### [What this task involves]
Switch every "subway train" to "metro train" throughout the rows and reproduce them otherwise unchanged, leaving out the pictures.

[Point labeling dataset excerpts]
---+---

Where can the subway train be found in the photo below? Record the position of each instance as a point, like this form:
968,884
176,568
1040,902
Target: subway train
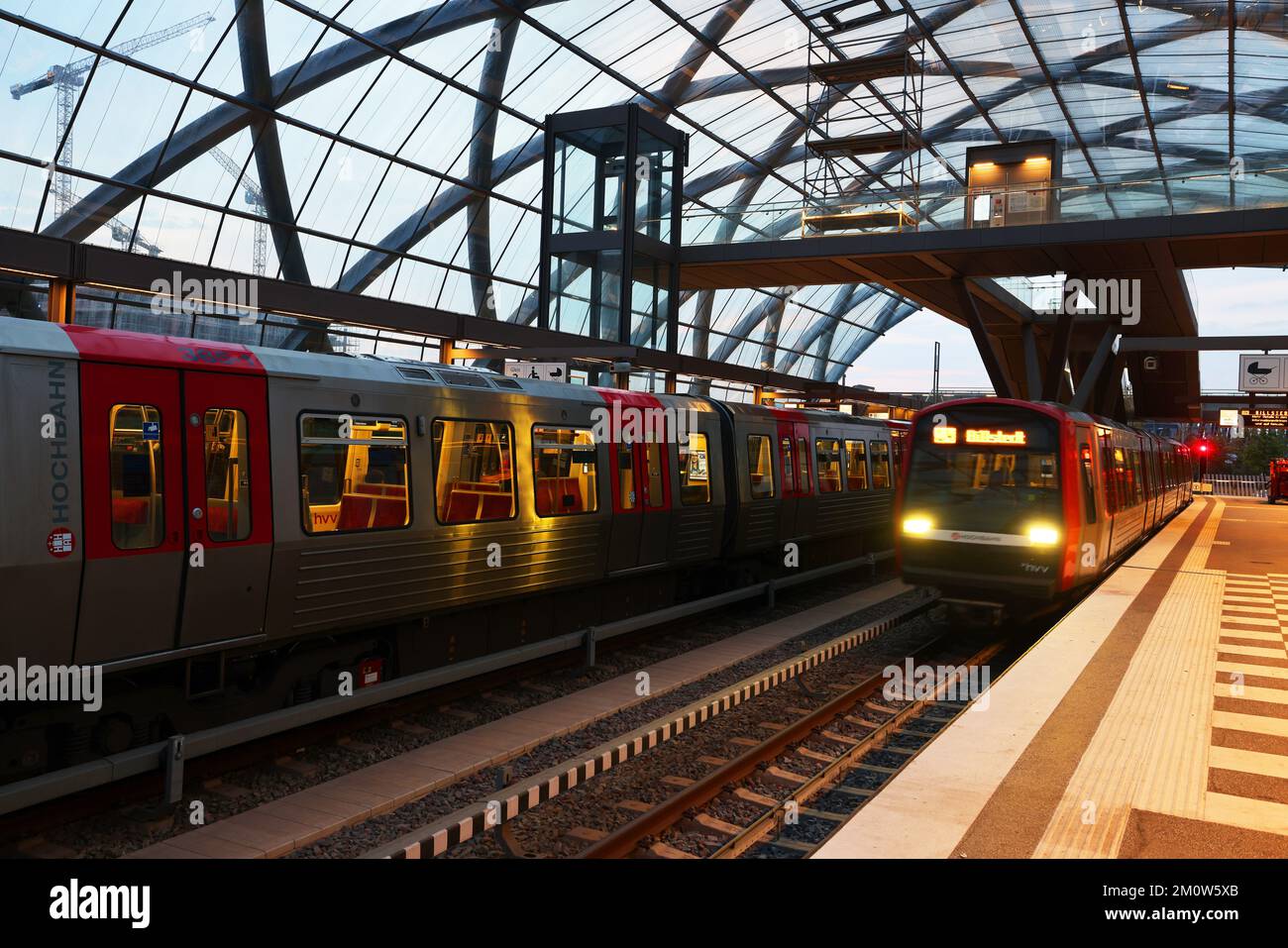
227,530
1012,507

---+---

### [Full solution]
Where can the metro train be found in the photo below? Record the position of each instance as a point, like this form:
968,884
176,568
1040,902
Target: metro train
227,530
1012,507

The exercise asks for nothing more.